Short problem:
Locate each line of the listing that contains the word "dark" and copy those lines out.

Data records:
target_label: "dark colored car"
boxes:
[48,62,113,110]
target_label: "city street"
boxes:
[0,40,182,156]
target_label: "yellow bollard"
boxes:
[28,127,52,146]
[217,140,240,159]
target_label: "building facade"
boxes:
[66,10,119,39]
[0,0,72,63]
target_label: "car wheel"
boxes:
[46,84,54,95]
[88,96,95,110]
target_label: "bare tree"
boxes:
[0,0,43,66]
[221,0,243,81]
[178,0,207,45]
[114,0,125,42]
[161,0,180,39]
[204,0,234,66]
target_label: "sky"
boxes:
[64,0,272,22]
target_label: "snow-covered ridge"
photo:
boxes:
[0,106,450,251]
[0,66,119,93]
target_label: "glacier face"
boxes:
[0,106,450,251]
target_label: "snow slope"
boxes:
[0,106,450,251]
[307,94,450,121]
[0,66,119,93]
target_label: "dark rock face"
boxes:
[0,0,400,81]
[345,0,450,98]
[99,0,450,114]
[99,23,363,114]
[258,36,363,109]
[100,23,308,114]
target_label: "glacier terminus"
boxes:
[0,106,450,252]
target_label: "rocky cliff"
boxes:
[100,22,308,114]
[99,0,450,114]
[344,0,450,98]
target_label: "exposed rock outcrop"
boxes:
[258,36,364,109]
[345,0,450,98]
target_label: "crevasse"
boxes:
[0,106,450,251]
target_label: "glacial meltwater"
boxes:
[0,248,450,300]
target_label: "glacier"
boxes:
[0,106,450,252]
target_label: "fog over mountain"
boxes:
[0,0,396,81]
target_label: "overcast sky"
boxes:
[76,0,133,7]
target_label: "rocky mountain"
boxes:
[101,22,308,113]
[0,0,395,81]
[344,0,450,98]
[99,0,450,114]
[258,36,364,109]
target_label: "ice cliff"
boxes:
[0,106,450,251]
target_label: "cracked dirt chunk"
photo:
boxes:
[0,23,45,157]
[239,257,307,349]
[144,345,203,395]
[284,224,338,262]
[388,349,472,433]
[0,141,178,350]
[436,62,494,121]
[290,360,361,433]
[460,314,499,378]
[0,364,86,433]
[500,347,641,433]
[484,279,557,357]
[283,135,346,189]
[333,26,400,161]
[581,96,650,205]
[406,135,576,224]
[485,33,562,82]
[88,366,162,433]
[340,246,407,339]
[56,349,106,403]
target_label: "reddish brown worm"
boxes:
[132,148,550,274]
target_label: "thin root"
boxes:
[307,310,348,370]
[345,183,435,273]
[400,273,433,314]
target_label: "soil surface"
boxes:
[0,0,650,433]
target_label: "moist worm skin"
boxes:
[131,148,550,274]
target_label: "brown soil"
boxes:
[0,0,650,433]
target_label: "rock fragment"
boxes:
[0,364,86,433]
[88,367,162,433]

Response for this exercise:
target_label: "dark colored car"
target_label: "dark rock face"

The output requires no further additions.